依頼内容 ▸ 下にある長崎旅行の文章を二文でまとめてください。

##### 読む文章 #####

見出し画像

故郷にえらぶまち

東京に生まれたある小説家が、第二の故郷と呼び、愛した地があった。
いくつもの異国文化が初めてこの国の空気を吸った町、長崎県である。

8月頭から一週間ほど、僕は長崎県へ旅行に行った。
会いたい人がいたので五島列島、上五島と呼ばれる場所を訪れたのだ。海の近くだというのに、潮風が乾いているように感じる。なんというか、磯臭くない。それだけでもう不思議なものを感じていた。

島は魅力的な場所ばかりだった。
風が強い浜で流れるように生える木々は、まるで山よりも大きな妖怪「だいだらぼっち」が削り取ったのではないかと思うような神秘的なものであった。Temparayというバンドの「あびばのんのん」のMVを彷彿とさせる。

上五島 蛤浜


ゆったりと流れる時間の中で出会う島の人達は僕を優しく受け入れてくれた。若い人が増えてほしい、そんな気持ちからくる「この島に住みなよ」は簡単な言葉だが素敵なお誘いだった。料理も景色も魅力的なこの場所の暮らしも悪くはないかもと思ってしまった。(料理は作ってくれた人の腕のおかげかもだが。)

島を後にしてやって来た長崎市は、湿度は高いが風が気持ちよかった。坂が多いのは運動不足の僕にはちょっとこたえたが。
夜、眼鏡橋前のベンチに腰掛けていると、手持ち花火の音が聞こえる。お盆の迎え火としてやっているのだろう。風が凪いだとき、川沿いの提灯の明かりが消えた。ああ、月があんなに明るかったんだ。

##### 提供資料 #####

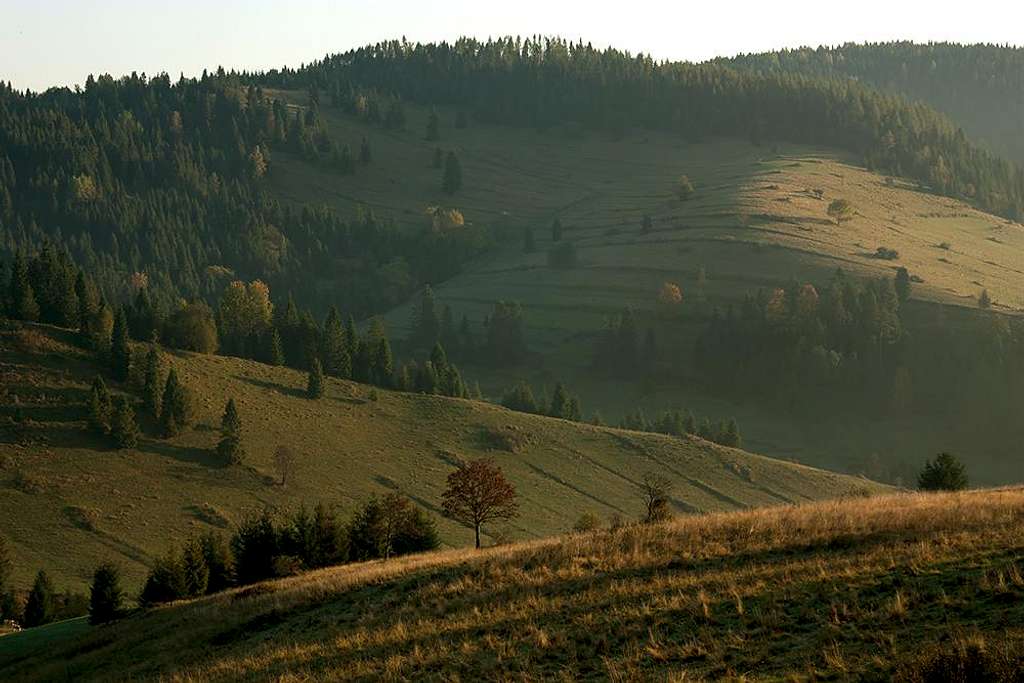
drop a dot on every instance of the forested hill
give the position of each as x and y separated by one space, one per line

#####

この課題の解答 ▸ 筆者は8月頭から一週間ほど長崎県を旅し、会いたい人がいた上五島では、神秘的な木々の景色や「この島に住みなよ」と誘ってくれる優しい島の人達に魅力を感じた。その後に訪れた長崎市では、坂の多さにこたえながらも風を心地よく感じ、夜に眼鏡橋前のベンチで花火の音を聞き、月の明るさに気づいた。